┌──

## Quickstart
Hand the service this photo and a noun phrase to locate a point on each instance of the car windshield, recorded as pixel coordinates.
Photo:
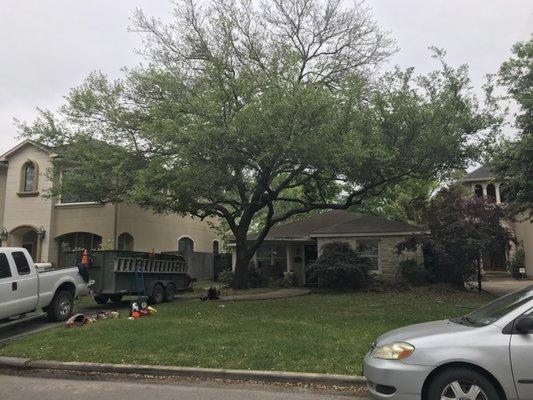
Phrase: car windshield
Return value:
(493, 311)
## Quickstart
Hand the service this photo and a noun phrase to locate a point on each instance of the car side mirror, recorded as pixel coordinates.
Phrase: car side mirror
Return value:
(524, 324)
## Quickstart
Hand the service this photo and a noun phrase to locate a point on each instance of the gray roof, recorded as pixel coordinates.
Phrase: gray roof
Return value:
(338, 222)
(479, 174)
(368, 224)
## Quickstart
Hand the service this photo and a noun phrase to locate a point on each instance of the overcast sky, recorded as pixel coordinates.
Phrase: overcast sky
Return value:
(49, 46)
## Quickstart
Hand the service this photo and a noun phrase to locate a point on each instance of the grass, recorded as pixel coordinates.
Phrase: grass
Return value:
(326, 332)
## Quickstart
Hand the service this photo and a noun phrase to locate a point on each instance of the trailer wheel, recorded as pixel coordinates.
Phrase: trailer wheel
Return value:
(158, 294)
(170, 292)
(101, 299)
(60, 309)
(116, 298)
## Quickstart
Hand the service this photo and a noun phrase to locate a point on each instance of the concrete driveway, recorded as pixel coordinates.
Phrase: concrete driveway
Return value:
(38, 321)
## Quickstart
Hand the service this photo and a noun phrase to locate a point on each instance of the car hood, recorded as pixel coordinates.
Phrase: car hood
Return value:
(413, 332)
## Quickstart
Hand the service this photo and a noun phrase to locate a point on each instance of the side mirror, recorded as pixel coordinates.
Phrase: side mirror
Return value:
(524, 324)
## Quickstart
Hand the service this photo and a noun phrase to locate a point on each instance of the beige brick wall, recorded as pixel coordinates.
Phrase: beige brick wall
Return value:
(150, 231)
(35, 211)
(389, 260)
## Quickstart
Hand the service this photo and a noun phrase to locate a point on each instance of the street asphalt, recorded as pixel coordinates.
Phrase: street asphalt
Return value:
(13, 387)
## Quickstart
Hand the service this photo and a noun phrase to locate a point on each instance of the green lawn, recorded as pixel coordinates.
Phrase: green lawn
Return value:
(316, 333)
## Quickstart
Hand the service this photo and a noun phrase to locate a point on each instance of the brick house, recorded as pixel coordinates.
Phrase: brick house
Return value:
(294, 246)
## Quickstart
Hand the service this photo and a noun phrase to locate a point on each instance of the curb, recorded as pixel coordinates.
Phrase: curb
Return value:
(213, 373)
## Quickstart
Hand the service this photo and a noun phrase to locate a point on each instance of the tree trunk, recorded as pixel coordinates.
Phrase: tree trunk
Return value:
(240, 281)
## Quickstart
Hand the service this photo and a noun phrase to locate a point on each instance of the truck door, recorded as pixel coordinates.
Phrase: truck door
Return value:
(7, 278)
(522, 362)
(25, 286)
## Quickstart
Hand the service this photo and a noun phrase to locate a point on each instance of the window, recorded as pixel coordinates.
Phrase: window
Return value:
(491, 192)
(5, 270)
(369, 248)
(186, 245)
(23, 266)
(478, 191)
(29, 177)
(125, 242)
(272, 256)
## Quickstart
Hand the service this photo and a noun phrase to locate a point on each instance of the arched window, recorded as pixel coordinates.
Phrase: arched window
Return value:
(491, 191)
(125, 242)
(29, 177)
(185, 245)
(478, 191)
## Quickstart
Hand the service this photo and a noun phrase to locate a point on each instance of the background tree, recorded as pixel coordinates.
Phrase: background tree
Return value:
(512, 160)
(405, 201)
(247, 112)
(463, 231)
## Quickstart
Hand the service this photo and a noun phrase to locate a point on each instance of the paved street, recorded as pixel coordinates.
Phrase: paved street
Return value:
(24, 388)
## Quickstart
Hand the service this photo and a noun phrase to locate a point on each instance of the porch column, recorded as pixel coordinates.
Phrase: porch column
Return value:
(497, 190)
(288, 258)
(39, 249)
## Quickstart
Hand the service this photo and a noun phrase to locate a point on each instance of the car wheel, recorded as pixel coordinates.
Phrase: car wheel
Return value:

└──

Where a line in the entries holds the word "roof", copy that line.

Hand the service this photo and a noun phrase to locate a point on each instance of the gray roof, recorded as pixel coordinates.
Phrase: gray roof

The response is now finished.